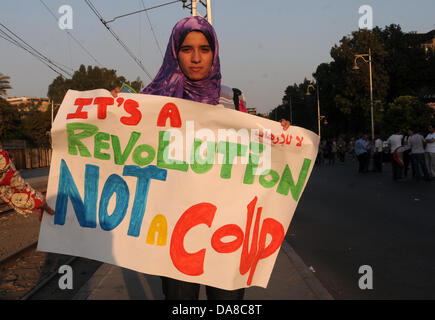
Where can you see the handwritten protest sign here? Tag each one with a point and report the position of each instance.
(171, 187)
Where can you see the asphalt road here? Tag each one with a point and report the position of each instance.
(345, 220)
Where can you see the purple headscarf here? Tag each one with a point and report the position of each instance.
(171, 81)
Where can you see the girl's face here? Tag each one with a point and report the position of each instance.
(195, 56)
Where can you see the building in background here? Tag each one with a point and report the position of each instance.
(44, 102)
(251, 111)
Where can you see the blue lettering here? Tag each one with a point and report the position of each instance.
(144, 175)
(114, 184)
(86, 211)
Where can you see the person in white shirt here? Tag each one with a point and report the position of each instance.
(430, 151)
(378, 154)
(416, 143)
(395, 141)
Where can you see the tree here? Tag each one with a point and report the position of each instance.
(407, 112)
(88, 79)
(4, 84)
(35, 125)
(10, 121)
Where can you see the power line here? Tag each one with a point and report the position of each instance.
(13, 38)
(33, 49)
(14, 43)
(152, 30)
(138, 62)
(145, 9)
(78, 42)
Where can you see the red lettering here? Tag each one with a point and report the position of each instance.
(190, 263)
(79, 114)
(299, 141)
(276, 230)
(247, 257)
(227, 230)
(102, 103)
(170, 111)
(131, 107)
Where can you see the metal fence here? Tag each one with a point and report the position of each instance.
(30, 158)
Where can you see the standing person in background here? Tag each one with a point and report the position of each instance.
(16, 192)
(361, 148)
(416, 143)
(395, 141)
(332, 152)
(430, 151)
(378, 154)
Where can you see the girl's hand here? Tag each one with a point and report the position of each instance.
(45, 207)
(115, 92)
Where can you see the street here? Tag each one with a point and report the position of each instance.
(345, 220)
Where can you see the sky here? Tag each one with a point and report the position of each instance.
(264, 45)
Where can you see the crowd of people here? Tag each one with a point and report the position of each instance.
(411, 151)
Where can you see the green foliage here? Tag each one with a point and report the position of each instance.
(4, 84)
(400, 67)
(10, 121)
(407, 112)
(88, 79)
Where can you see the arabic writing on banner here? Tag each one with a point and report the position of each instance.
(171, 187)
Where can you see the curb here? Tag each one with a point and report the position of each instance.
(312, 282)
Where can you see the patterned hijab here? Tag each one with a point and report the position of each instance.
(170, 81)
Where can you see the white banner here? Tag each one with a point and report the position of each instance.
(171, 187)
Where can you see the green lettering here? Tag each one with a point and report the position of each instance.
(198, 164)
(230, 150)
(254, 159)
(143, 161)
(121, 157)
(287, 182)
(269, 183)
(162, 154)
(74, 140)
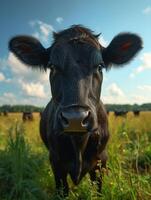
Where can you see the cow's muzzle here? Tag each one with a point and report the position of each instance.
(75, 119)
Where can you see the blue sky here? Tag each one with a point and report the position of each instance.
(21, 85)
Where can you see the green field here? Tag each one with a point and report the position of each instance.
(25, 172)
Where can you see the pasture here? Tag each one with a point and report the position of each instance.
(25, 171)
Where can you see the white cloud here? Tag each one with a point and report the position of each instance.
(33, 89)
(146, 65)
(59, 20)
(23, 72)
(7, 98)
(32, 86)
(2, 77)
(42, 30)
(102, 41)
(9, 95)
(145, 88)
(147, 10)
(115, 90)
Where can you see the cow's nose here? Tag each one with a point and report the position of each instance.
(75, 121)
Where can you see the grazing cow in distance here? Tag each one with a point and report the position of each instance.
(40, 114)
(5, 113)
(136, 112)
(121, 113)
(27, 116)
(74, 125)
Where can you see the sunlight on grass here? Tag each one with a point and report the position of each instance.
(25, 171)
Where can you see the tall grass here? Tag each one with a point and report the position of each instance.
(25, 172)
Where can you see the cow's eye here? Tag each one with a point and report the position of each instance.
(100, 67)
(53, 69)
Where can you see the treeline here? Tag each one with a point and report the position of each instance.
(109, 107)
(128, 107)
(20, 108)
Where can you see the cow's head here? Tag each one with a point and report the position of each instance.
(76, 59)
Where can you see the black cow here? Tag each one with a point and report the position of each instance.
(27, 116)
(74, 124)
(136, 112)
(5, 113)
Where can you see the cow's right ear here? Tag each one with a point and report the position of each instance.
(30, 51)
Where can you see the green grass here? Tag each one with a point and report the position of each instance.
(25, 172)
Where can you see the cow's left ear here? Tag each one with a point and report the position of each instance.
(30, 51)
(122, 49)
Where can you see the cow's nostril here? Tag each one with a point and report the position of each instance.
(85, 121)
(64, 121)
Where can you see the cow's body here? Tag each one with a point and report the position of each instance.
(64, 157)
(74, 124)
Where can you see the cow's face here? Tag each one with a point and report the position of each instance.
(76, 78)
(76, 60)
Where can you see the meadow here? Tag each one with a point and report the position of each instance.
(25, 172)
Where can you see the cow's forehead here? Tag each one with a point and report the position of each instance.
(63, 54)
(78, 33)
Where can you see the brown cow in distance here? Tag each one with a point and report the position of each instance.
(74, 125)
(27, 116)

◆ ◆ ◆ ◆

> **INSTRUCTIONS TO FOLLOW**: Update all the rows by replacing "Tag each one with a point" with "Mark each one with a point" and keeping everything else the same, and leave the pictures out.

> **RESULT BELOW**:
Where can you see the handwritten protest sign here? Mark each one with a point and report the position of each instance.
(171, 187)
Where can you see the asphalt road here? Mark each one with a point and report the position of each instance.
(345, 220)
Where can you see the purple headscarf here? Mark each one with a point and report the position of each instance.
(171, 81)
Where can you see the girl's face here? Mark each one with a point and report the position of each instance.
(195, 56)
Where can you see the building in background here? Mark each one with a point and report the position of each instance.
(44, 102)
(251, 111)
Where can you see the blue lettering here? Mark each one with a point and report the position of each instance.
(144, 175)
(114, 184)
(86, 211)
Where can you see the person in white shirt here? Mark each one with a point and report the position of each instance.
(430, 151)
(378, 154)
(416, 143)
(395, 141)
Where can you see the tree here? Mark each one with a point and report the position of each instance.
(407, 112)
(88, 79)
(4, 84)
(35, 125)
(10, 121)
Where can you see the power line here? Mark each one with a point and report the position of each instance.
(13, 38)
(33, 49)
(14, 43)
(152, 30)
(138, 62)
(145, 9)
(78, 42)
Where can you see the red lettering here? Mark each one with a point and report the position of each instance.
(190, 263)
(79, 114)
(299, 141)
(276, 230)
(247, 257)
(227, 230)
(102, 103)
(170, 111)
(131, 107)
Where can you see the metal fence here? Mark each one with a point and report the position of each instance.
(30, 158)
Where can you see the standing person in background here? Mark each one with a point and report the position of each instance.
(16, 192)
(361, 148)
(416, 143)
(395, 141)
(332, 152)
(430, 151)
(378, 154)
Where can you see the girl's hand here? Mark each one with a point and report the position of each instance.
(45, 207)
(115, 92)
Where can you see the street here? Mark each one with a point and report the position of each instance.
(345, 220)
Where can you see the sky here? Mark each one with a point and report the position of each instance.
(264, 45)
Where can you see the crowd of people here? Mark each one with a point and report the position of each instance.
(411, 151)
Where can you see the green foliage here? Mark each one with a point and report the position of each instance.
(4, 84)
(400, 67)
(10, 121)
(407, 112)
(88, 79)
Where can you see the arabic writing on banner here? Mark each one with a point and report the position of each instance.
(171, 187)
Where can you see the curb here? Mark each one with a point and report the position of each instance.
(312, 282)
Where can you see the patterned hijab here? Mark each one with a point and report the position of each instance.
(170, 81)
Where can you see the white banner here? Mark each one with a point and report the position of each instance.
(171, 187)
Where can you see the green lettering here? Mark each one with a point and report the position of each instance.
(198, 164)
(230, 150)
(254, 159)
(143, 161)
(121, 157)
(287, 182)
(269, 183)
(162, 154)
(74, 140)
Where can you see the cow's muzzle here? Mark each one with a point and report the position of each instance.
(75, 119)
Where can you see the blue sky here? Mark each one with a point and report the position of each instance.
(21, 85)
Where can you see the green field here? Mark each one with a point and report the position of each instance.
(25, 172)
Where can you see the pasture here? Mark each one with a point and report the position of each instance.
(25, 171)
Where can you see the white cloud here? Mark each one with a point and report the position of each instance.
(33, 89)
(146, 65)
(59, 20)
(23, 72)
(7, 98)
(32, 86)
(2, 77)
(42, 30)
(102, 41)
(9, 95)
(145, 88)
(147, 10)
(115, 90)
Where can you see the cow's nose here? Mark each one with a point and report the position of each instance.
(75, 121)
Where can you see the grazing cow in distance here? Mark each one with a point and report the position of each instance.
(40, 114)
(5, 113)
(136, 112)
(121, 113)
(27, 116)
(74, 125)
Where can you see the sunlight on grass here? Mark each one with a point and report the position of each instance.
(25, 171)
Where can you see the tall grass here? Mark each one with a point and report the position of each instance.
(25, 172)
Where can you see the cow's eye here? Mark each one with a point and report the position of each instance.
(100, 67)
(53, 69)
Where can you see the treeline here? Mark each one with a point and report the position of each instance.
(109, 107)
(128, 107)
(20, 108)
Where can you see the cow's head here? Mark each one with a point and report the position of each instance.
(76, 59)
Where can you see the black cow here? Mark each one with a point and report the position of each instance.
(27, 116)
(74, 124)
(136, 112)
(5, 113)
Where can you see the cow's right ear here? Mark each one with a point and report the position of each instance.
(30, 51)
Where can you see the green grass here? Mark each one with a point and report the position of each instance.
(25, 172)
Where can you see the cow's left ear here? Mark each one with a point and report the position of each instance.
(30, 51)
(122, 49)
Where can you see the cow's nostril here? Mark each one with a point and report the position of each instance.
(85, 121)
(64, 121)
Where can you see the cow's body here? Mark each one with a point and report the position of each instance.
(64, 157)
(74, 124)
Where can you see the cow's face here? Mark each one with a point and report the position of each instance.
(76, 78)
(76, 60)
Where can you see the meadow here? Mark each one with a point and report the position of each instance.
(25, 172)
Where can you see the cow's forehead here? Mark each one with a point and report the position of each instance.
(63, 54)
(78, 33)
Where can you see the brown cow in distance here? Mark each one with a point and report the position of each instance.
(74, 125)
(27, 116)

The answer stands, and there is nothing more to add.